* **Parts of the exercise**:
#1 Using the excerpt on the union's payments to Brees, answer each question:
(a) What amount is Foxworth listed as getting in 2010?
(b) Who was preparing to challenge Smith in the union's election scheduled for March 2018?
(c) What are the payments listed as in the documents, which make no mention of Players Inc.?
#2 For each statement, say yes or no according to the excerpt on the union's payments to Brees, and quote the words that decide it.
(a) Union officials told players the Brees money came from NFL Players Inc.
(b) Mehri's team found similar payments when they checked the Upshaw years.
(c) ESPN found evidence of wrongdoing in the filings.

* **Selected excerpt**:

------------------------------------------------------------------------

The payments to Brees were not hidden — they were public record — but a strict reading of the federal paperwork shows they far outpaced those received by any other executive committee members, including Foxworth and Saturday, who in 2010 are listed getting $5,300 and $15,461 respectively, which was primarily reimbursement for expenses. During a budget meeting between union officials and a handful of executive committee members, a few players asked about Brees’ $2 million compensation listed under the union’s column for executive committee work. They were told the Brees money was from NFL Players Inc., the union marketing arm that pays players for appearances and endorsements, sometimes exceeding seven figures. It was merely an accounting issue, union officials explained.
The Players Inc. explanation was viewed skeptically by some union reps and Cyrus Mehri, who in 2017 was preparing to challenge Smith in the union’s scheduled election in March 2018. Mehri, a respected civil rights lawyer, had won enormous settlements on behalf of workers against companies such as Texaco and Coca-Cola and helped create the Rooney Rule. Mehri and his team studied the union’s public filings and were “stunned” when they saw the Brees payments. “It knocked our socks off,” Mehri said. “We checked the Upshaw years and found nothing remotely comparable.”
ESPN examined the filings and sought opinions from several labor experts and found no evidence of wrongdoing, and found that the paperwork was likely legally completed. No experts wanted to speak publicly about the matter because they didn’t want to get embroiled in any dispute, but they said the filings could have more specifically accounted for the Brees payments. The documents include no mention of Players Inc., only payments for “executive committee work.” “From a transparency perspective, it’s confusing, to say the least,” says one veteran labor expert who reviewed the documents.

------------------------------------------------------------------------

* **Entries provided**:
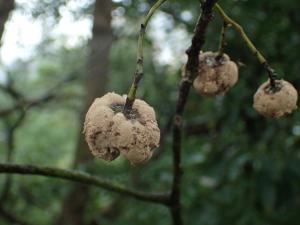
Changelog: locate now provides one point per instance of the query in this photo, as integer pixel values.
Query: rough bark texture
(6, 6)
(74, 205)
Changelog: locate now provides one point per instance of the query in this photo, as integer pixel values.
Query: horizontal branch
(84, 178)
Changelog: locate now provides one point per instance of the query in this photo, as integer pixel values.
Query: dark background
(239, 168)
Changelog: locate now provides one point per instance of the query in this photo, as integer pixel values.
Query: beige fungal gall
(275, 101)
(109, 133)
(216, 76)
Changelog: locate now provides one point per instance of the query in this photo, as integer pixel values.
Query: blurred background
(58, 55)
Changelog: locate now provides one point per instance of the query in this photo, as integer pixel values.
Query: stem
(222, 41)
(272, 74)
(191, 72)
(139, 72)
(84, 178)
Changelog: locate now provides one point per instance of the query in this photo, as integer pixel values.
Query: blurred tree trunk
(6, 6)
(74, 205)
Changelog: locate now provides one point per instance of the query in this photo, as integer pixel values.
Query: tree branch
(271, 72)
(191, 71)
(84, 178)
(139, 72)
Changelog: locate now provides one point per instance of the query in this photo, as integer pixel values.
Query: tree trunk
(74, 205)
(6, 6)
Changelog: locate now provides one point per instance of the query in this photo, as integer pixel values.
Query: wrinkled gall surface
(216, 76)
(275, 102)
(109, 133)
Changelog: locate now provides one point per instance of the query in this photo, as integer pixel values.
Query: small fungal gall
(216, 75)
(275, 101)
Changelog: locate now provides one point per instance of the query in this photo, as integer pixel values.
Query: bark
(6, 6)
(74, 205)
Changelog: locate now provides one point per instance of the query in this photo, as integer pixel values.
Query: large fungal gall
(109, 133)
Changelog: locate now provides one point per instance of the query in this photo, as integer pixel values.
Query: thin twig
(222, 41)
(10, 143)
(191, 72)
(139, 72)
(271, 72)
(84, 178)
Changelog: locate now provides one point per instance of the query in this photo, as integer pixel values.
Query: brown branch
(84, 178)
(191, 71)
(10, 150)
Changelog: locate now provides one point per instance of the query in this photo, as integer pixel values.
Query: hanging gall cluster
(275, 101)
(109, 133)
(216, 74)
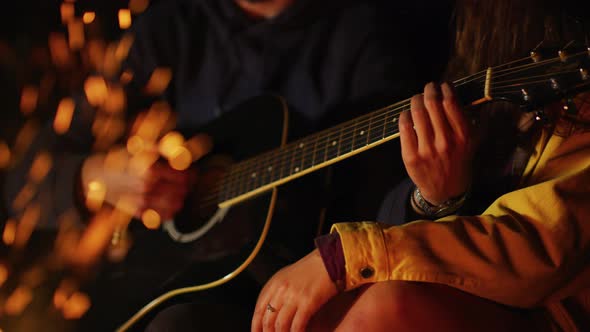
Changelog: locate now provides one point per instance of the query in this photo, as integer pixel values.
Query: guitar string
(332, 154)
(300, 159)
(507, 71)
(369, 117)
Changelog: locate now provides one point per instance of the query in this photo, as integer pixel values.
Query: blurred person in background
(198, 59)
(491, 231)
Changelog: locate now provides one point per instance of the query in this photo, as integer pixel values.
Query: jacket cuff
(365, 253)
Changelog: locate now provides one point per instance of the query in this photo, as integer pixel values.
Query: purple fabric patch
(330, 248)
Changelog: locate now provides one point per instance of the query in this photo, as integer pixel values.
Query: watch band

------------------------------------------------------------------------

* **Outputs by task**:
#1
(a) $5,300
(b) Cyrus Mehri
(c) "executive committee work"

#2
(a) Yes: "They were told the Brees money was from NFL Players Inc."
(b) No: "We checked the Upshaw years and found nothing remotely comparable."
(c) No: "found no evidence of wrongdoing"